> **Problem requirements**
Exclude images; transcribe the rest of the data exactly.

> **Available data**
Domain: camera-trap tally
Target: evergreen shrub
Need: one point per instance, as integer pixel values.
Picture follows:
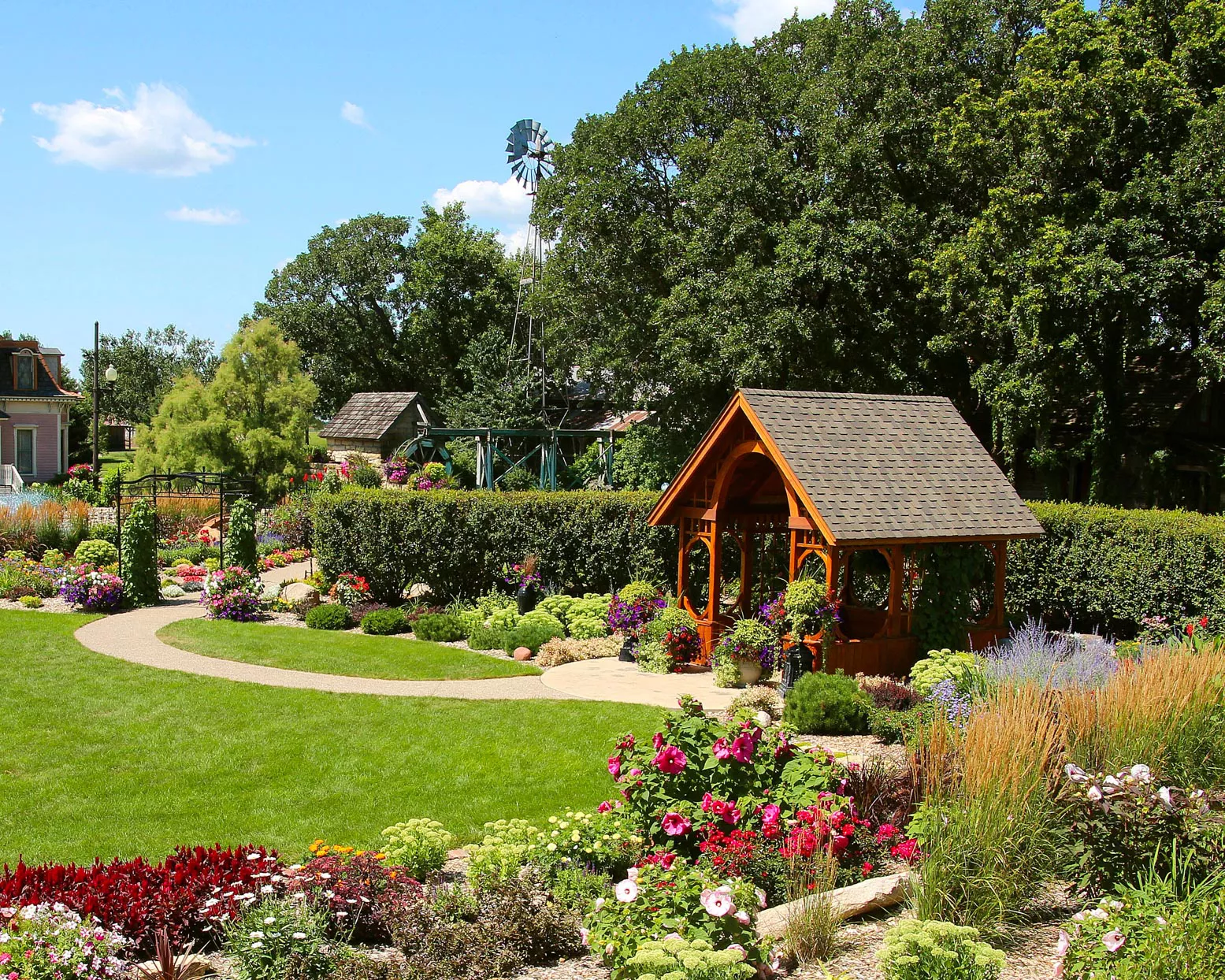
(457, 542)
(827, 704)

> **Exercise response**
Domain: camera-trap tally
Target: evergreen shrub
Need: one point per instance, as integer pixel values.
Picture follows:
(457, 542)
(827, 704)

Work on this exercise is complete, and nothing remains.